Pull out every line in the entries below that contains the string "ceiling", treating uppercase and lowercase letters as different.
* Start MATERIAL SUPPLIED *
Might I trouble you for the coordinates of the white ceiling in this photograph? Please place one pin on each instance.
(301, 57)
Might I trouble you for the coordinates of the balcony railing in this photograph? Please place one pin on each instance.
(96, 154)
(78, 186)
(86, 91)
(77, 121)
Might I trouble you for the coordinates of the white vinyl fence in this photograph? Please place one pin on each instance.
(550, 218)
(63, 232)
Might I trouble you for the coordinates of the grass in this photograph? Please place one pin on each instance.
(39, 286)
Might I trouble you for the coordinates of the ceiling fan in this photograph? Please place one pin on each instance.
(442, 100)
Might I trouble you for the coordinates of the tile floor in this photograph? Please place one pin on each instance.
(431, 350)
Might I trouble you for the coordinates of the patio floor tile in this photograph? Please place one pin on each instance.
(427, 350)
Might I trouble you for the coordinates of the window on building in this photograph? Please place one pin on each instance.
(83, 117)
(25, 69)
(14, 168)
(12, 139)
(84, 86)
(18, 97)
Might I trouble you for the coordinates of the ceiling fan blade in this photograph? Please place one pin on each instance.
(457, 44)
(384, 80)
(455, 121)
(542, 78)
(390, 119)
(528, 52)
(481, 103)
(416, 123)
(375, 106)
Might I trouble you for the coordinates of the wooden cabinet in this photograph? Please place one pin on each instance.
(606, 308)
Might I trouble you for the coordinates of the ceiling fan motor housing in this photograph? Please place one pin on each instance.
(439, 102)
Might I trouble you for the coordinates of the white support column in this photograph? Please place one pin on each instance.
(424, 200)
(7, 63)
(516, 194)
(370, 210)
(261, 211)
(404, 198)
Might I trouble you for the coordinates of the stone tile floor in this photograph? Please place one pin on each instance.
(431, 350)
* End MATERIAL SUPPLIED *
* Start MATERIAL SUPPLIED *
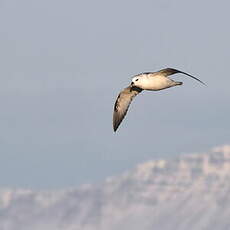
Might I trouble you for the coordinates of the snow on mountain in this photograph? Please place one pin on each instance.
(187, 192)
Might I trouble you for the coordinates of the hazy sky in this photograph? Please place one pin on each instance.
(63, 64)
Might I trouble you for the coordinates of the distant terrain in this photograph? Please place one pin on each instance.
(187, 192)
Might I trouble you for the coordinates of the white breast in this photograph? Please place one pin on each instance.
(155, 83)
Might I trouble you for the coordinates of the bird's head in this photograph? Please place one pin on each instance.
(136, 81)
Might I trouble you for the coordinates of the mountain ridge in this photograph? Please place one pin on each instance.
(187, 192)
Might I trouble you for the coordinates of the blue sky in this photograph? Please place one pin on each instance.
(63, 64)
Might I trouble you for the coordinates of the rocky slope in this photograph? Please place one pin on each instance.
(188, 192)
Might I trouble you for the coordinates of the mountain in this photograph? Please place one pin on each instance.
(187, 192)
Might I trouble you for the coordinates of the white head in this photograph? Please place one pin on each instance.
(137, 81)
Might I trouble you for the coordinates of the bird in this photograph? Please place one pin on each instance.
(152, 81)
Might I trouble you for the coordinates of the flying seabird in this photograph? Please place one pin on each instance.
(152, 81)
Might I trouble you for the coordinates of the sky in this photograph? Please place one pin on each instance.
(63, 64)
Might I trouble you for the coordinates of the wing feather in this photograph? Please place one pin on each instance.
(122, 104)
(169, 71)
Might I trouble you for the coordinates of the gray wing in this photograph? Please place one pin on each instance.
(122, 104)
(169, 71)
* End MATERIAL SUPPLIED *
* Start MATERIAL SUPPLIED *
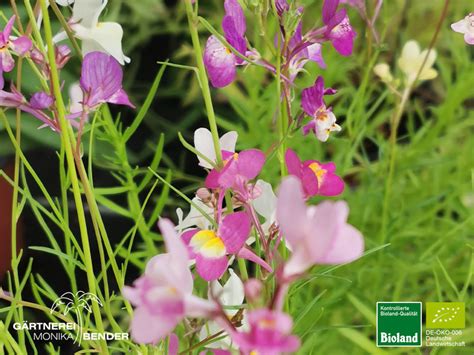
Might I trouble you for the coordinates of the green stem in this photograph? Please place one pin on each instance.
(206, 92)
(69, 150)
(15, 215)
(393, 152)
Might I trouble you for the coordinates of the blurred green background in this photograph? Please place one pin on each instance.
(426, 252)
* End MATERIAL SUPPLIED *
* _RESULT_:
Might I trouble you for the coordinates of the white ceiling in this photograph? Please place one pin on each instance.
Might I trouble you for the coordinates of the ceiling fan in this photograph? Please place one pin on each instance.
Might I trouble you for the coordinates of the ceiling fan blade in this photograph? Please place one pin on each instance.
Might I trouble you for the coordinates of the ceiling fan motor housing in this photograph? Please place one pin on each instance.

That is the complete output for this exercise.